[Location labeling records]

▼

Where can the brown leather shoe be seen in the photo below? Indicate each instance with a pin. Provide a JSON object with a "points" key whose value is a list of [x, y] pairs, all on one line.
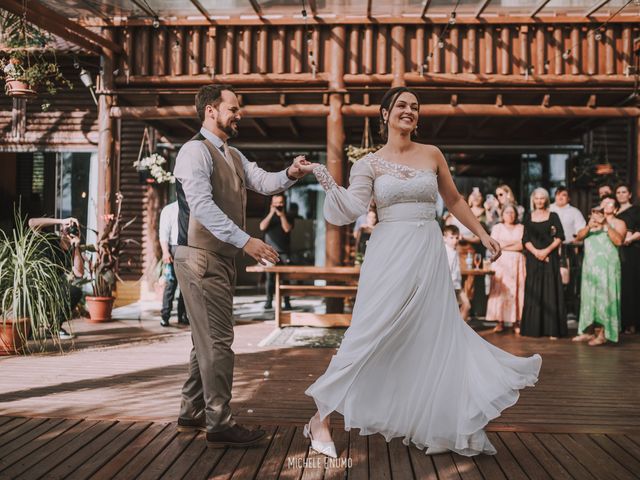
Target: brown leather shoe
{"points": [[190, 425], [236, 436]]}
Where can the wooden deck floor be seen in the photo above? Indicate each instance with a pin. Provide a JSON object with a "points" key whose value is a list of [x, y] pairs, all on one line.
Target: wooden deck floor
{"points": [[108, 412]]}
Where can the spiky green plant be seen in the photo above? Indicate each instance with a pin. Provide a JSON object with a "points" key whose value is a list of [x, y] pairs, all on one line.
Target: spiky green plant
{"points": [[32, 284]]}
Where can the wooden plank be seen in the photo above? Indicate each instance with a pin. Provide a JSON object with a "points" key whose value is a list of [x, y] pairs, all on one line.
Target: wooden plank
{"points": [[506, 460], [205, 463], [422, 464], [89, 451], [165, 459], [524, 456], [66, 451], [274, 459], [26, 437], [41, 448], [399, 459], [563, 456], [359, 454], [379, 467], [337, 470], [446, 467], [300, 319], [186, 460], [250, 462], [126, 454], [595, 458], [622, 456], [146, 455]]}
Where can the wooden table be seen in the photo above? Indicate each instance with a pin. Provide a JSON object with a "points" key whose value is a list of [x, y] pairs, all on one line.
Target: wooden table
{"points": [[344, 284]]}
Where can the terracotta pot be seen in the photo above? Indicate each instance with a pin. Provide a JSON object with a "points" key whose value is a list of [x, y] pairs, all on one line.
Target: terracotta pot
{"points": [[18, 88], [13, 334], [100, 308]]}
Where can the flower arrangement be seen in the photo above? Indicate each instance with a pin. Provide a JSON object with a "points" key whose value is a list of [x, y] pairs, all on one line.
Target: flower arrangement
{"points": [[152, 166], [356, 153], [25, 66]]}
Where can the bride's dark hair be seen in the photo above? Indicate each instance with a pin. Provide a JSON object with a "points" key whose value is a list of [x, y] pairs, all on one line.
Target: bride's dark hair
{"points": [[388, 101]]}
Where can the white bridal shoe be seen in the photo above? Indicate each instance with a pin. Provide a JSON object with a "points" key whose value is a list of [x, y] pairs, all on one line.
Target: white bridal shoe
{"points": [[325, 448]]}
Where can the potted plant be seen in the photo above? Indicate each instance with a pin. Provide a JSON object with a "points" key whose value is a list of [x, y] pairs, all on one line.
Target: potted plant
{"points": [[33, 291], [103, 264], [27, 66]]}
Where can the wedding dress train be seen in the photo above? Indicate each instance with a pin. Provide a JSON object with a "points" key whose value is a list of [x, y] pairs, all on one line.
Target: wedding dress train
{"points": [[408, 365]]}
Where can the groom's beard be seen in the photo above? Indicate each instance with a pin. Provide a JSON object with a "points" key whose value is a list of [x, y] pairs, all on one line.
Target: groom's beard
{"points": [[231, 129]]}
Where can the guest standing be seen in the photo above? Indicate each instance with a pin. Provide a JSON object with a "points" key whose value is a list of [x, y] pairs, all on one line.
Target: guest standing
{"points": [[630, 260], [544, 312], [572, 221], [277, 226], [506, 296], [600, 301], [168, 233]]}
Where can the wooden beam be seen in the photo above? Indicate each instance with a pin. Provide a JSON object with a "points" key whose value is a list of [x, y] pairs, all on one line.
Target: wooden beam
{"points": [[314, 8], [294, 127], [483, 4], [596, 7], [48, 20], [378, 80], [259, 126], [356, 110], [538, 7], [256, 7], [201, 9], [425, 7]]}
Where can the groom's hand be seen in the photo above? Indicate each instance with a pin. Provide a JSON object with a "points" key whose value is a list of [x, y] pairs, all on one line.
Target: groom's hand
{"points": [[300, 167], [260, 251]]}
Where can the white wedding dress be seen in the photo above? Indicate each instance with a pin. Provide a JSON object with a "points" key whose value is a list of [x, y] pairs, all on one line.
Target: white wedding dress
{"points": [[409, 366]]}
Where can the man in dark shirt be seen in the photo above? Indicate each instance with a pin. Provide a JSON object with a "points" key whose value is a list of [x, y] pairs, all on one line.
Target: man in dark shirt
{"points": [[277, 226]]}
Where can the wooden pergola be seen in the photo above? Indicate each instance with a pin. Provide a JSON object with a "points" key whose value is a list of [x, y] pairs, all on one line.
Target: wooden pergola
{"points": [[487, 71]]}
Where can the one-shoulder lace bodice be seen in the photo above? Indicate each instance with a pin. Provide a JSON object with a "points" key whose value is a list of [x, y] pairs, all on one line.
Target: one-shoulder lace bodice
{"points": [[386, 182]]}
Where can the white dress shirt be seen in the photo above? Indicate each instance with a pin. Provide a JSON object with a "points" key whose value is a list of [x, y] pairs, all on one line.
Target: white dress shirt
{"points": [[454, 266], [571, 219], [168, 231], [193, 170]]}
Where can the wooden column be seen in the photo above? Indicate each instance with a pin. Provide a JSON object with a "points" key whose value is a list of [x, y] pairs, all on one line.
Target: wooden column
{"points": [[381, 49], [335, 135], [106, 158], [397, 55], [472, 48]]}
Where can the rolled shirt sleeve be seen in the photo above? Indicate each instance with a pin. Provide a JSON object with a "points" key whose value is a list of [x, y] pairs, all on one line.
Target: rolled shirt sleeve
{"points": [[261, 181], [193, 170]]}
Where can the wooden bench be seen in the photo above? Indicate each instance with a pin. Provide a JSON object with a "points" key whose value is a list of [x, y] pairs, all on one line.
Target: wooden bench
{"points": [[344, 285]]}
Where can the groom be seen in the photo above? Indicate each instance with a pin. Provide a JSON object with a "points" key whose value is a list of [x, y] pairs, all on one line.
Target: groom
{"points": [[211, 183]]}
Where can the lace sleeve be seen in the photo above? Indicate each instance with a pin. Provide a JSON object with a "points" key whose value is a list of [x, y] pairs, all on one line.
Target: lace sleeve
{"points": [[344, 205]]}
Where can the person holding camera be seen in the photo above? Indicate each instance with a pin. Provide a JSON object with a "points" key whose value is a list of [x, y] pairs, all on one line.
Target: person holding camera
{"points": [[277, 226], [168, 234], [600, 300], [65, 251]]}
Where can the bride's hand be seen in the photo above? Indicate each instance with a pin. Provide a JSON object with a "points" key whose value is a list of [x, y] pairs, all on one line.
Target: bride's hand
{"points": [[492, 246]]}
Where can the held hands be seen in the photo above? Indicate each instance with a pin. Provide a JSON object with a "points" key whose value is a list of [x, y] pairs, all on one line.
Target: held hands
{"points": [[261, 252], [492, 246], [300, 167]]}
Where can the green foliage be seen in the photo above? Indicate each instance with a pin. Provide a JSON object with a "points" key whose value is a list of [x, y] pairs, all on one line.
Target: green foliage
{"points": [[32, 284], [26, 59]]}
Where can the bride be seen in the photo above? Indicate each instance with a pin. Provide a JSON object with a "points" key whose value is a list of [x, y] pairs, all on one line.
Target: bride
{"points": [[409, 366]]}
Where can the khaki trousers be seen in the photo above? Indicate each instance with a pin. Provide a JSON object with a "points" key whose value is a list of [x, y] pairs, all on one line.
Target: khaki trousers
{"points": [[207, 281]]}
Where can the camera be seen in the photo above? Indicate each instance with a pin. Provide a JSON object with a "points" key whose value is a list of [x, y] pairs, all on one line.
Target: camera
{"points": [[72, 230]]}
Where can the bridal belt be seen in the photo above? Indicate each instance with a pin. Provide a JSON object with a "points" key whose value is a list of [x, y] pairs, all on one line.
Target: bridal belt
{"points": [[407, 212]]}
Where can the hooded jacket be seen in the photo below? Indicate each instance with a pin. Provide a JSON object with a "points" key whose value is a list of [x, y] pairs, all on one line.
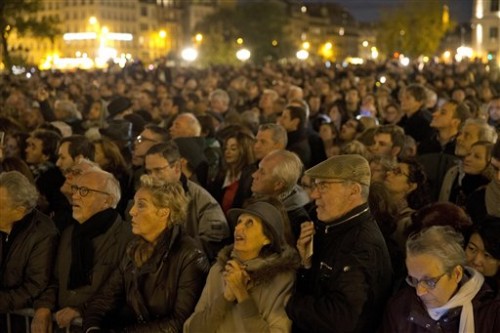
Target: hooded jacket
{"points": [[272, 279]]}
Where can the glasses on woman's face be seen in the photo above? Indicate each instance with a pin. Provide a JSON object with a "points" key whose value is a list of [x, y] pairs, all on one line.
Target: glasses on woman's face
{"points": [[398, 171], [429, 283], [84, 191]]}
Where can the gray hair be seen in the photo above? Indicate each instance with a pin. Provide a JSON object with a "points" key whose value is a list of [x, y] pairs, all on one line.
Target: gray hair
{"points": [[486, 131], [288, 167], [442, 242], [193, 123], [21, 191], [278, 133], [167, 195], [220, 94], [110, 185]]}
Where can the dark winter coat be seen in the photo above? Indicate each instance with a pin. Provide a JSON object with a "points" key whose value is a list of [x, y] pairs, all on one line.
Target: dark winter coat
{"points": [[25, 270], [350, 279]]}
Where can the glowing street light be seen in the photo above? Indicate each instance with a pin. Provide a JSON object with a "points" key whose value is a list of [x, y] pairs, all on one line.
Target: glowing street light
{"points": [[189, 54], [302, 54], [243, 55]]}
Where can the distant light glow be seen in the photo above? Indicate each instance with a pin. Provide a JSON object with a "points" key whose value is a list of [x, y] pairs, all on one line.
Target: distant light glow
{"points": [[120, 36], [302, 54], [79, 35], [464, 52], [479, 34], [189, 54], [70, 36], [479, 9], [405, 61], [243, 55], [353, 61]]}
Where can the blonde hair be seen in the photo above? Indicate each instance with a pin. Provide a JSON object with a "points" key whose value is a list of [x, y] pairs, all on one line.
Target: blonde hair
{"points": [[164, 195]]}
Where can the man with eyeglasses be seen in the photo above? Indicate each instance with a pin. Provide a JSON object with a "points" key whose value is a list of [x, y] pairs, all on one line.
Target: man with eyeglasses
{"points": [[205, 220], [443, 294], [346, 271], [88, 252]]}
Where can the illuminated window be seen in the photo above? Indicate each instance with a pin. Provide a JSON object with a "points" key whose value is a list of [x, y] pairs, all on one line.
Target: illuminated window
{"points": [[493, 32], [495, 5]]}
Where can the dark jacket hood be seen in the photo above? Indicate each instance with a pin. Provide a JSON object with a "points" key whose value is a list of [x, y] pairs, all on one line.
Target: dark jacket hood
{"points": [[263, 270]]}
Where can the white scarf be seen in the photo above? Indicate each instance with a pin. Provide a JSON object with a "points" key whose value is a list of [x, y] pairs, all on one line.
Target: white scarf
{"points": [[462, 298]]}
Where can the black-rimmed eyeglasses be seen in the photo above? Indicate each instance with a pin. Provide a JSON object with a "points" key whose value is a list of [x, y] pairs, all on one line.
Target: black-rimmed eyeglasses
{"points": [[84, 191], [429, 283]]}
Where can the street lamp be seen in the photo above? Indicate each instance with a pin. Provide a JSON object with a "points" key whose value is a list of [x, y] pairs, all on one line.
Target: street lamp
{"points": [[189, 54], [302, 54], [243, 55]]}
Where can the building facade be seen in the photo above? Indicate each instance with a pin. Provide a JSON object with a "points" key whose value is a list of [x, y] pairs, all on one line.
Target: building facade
{"points": [[486, 30]]}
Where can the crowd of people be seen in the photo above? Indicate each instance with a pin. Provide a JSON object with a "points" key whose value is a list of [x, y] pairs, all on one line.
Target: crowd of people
{"points": [[287, 197]]}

▲

• _Problem details_
Copy the rows verbatim from the line containing "Where can the wooden beam" to the line containing "Target: wooden beam", including both of those lines.

• _The answer_
Where can the wooden beam be seen in the photo above? Indicate each instance with a pin. Provide a JSON object with a "points" key whose value is a list of [x, y] pairs, all on one line.
Target: wooden beam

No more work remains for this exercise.